───── STORED ROWS ─────

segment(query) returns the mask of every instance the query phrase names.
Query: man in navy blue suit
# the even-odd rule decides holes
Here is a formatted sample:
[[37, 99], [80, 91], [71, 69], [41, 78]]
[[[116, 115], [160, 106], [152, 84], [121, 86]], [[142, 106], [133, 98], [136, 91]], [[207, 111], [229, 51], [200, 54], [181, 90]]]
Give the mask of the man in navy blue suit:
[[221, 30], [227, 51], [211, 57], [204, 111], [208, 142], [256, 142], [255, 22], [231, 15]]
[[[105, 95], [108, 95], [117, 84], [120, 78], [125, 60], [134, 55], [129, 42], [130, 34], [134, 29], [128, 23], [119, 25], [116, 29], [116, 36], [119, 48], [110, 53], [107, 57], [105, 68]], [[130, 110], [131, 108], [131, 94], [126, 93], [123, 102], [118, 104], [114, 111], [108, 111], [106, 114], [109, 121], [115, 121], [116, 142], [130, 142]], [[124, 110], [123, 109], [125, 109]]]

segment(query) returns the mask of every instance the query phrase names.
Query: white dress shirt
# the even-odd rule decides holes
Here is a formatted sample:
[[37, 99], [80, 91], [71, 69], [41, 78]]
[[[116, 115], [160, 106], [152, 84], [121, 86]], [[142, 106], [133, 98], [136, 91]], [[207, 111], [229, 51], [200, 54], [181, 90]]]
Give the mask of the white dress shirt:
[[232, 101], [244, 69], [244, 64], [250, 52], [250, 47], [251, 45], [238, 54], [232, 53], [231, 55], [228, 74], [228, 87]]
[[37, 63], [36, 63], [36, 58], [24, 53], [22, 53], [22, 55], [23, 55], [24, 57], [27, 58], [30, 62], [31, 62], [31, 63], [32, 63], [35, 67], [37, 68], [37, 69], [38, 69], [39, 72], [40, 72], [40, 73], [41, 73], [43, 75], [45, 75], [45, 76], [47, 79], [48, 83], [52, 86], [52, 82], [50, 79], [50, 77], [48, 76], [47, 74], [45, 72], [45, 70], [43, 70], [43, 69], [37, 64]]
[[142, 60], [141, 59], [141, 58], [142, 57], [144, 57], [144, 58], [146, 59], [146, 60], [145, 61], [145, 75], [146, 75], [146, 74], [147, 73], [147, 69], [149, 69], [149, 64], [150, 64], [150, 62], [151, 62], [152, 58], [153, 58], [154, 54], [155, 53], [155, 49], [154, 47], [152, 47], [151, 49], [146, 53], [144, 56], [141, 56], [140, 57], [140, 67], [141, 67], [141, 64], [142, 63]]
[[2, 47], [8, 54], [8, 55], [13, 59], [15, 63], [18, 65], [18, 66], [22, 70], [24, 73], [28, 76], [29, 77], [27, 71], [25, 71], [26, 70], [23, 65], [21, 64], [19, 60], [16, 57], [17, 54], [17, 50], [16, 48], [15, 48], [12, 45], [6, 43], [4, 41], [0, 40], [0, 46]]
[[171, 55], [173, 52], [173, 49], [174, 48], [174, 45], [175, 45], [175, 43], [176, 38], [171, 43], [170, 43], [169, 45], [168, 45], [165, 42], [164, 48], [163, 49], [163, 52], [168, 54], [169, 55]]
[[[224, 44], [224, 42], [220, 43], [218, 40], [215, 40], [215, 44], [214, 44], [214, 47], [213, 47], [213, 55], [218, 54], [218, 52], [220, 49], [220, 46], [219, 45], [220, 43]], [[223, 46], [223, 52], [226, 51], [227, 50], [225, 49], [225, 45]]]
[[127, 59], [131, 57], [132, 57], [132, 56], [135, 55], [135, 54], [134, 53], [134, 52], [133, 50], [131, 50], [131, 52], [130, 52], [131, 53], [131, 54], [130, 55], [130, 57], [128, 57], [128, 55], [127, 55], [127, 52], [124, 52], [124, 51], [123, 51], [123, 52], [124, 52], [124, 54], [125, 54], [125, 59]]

─────

EXERCISE REQUIREMENTS
Rewrite the material above with "formatted sample" changed to "worked example" wherever it occurs, leaving everything else as it is.

RESPONSE
segment(query) returns the mask of every instance the query phrase names.
Query: man in navy blue suit
# the even-odd rule decides holes
Here is a worked example:
[[37, 99], [80, 91], [71, 69], [41, 78]]
[[[116, 115], [160, 106], [152, 84], [121, 86]], [[142, 106], [133, 98], [136, 91]], [[207, 111], [229, 51], [200, 54], [181, 90]]]
Give the mask of the man in navy blue suit:
[[221, 30], [227, 51], [211, 57], [204, 111], [208, 142], [256, 142], [255, 22], [231, 15]]
[[[105, 95], [108, 95], [117, 84], [120, 78], [125, 60], [134, 55], [129, 42], [130, 34], [134, 29], [128, 23], [119, 25], [116, 29], [116, 36], [119, 48], [110, 53], [107, 57], [105, 68]], [[130, 110], [131, 108], [131, 94], [126, 93], [123, 102], [118, 104], [114, 111], [108, 111], [106, 114], [109, 121], [115, 121], [116, 142], [130, 142]], [[124, 110], [123, 109], [125, 109]]]

segment(query) returns the mask of every instance the query phrase names.
Query: white dress shirt
# the even-odd rule decides holes
Here is a worked example:
[[37, 99], [80, 91], [71, 69], [41, 78]]
[[[116, 115], [160, 106], [152, 84], [121, 86]], [[142, 106], [133, 98], [136, 91]], [[207, 111], [229, 51], [200, 54], [181, 90]]]
Give the mask of the white dress shirt:
[[232, 101], [244, 69], [244, 64], [250, 52], [250, 47], [251, 45], [238, 54], [232, 53], [231, 55], [228, 74], [228, 87]]
[[37, 63], [36, 63], [36, 58], [24, 53], [22, 53], [22, 55], [23, 55], [24, 57], [27, 58], [30, 62], [31, 62], [31, 63], [32, 63], [35, 67], [37, 68], [37, 69], [38, 69], [39, 72], [40, 72], [40, 73], [41, 73], [43, 75], [45, 75], [45, 76], [47, 79], [48, 83], [52, 86], [52, 82], [50, 79], [50, 77], [48, 76], [47, 74], [45, 72], [45, 70], [43, 70], [43, 69], [37, 64]]
[[142, 60], [141, 59], [141, 58], [142, 57], [144, 57], [144, 58], [146, 59], [146, 60], [145, 61], [145, 75], [146, 75], [146, 74], [147, 73], [147, 69], [149, 69], [149, 64], [150, 64], [150, 62], [151, 62], [152, 58], [153, 58], [154, 54], [155, 53], [155, 49], [154, 47], [152, 47], [151, 49], [146, 53], [144, 56], [141, 56], [140, 57], [140, 67], [141, 67], [141, 64], [142, 63]]
[[2, 47], [8, 54], [8, 55], [13, 59], [15, 63], [18, 65], [18, 66], [22, 70], [24, 73], [28, 76], [29, 77], [27, 71], [25, 71], [26, 70], [23, 65], [21, 64], [19, 60], [16, 57], [17, 54], [17, 50], [16, 48], [15, 48], [12, 45], [6, 43], [4, 41], [0, 40], [0, 46]]
[[171, 55], [173, 52], [173, 49], [174, 48], [174, 45], [175, 45], [175, 43], [176, 38], [171, 43], [170, 43], [169, 45], [168, 45], [165, 42], [164, 48], [163, 49], [163, 52], [168, 54], [169, 55]]
[[[224, 44], [224, 42], [220, 43], [218, 40], [215, 40], [215, 44], [214, 44], [214, 47], [213, 47], [213, 55], [218, 54], [218, 52], [220, 49], [220, 46], [219, 45], [220, 43]], [[223, 46], [223, 52], [226, 51], [227, 50], [225, 49], [225, 45]]]
[[127, 59], [131, 57], [132, 57], [132, 56], [135, 55], [135, 54], [134, 53], [134, 52], [133, 50], [131, 50], [131, 52], [130, 52], [131, 53], [131, 54], [130, 55], [130, 57], [128, 57], [128, 55], [127, 55], [127, 52], [124, 52], [124, 51], [123, 51], [123, 52], [124, 52], [124, 54], [125, 54], [125, 59]]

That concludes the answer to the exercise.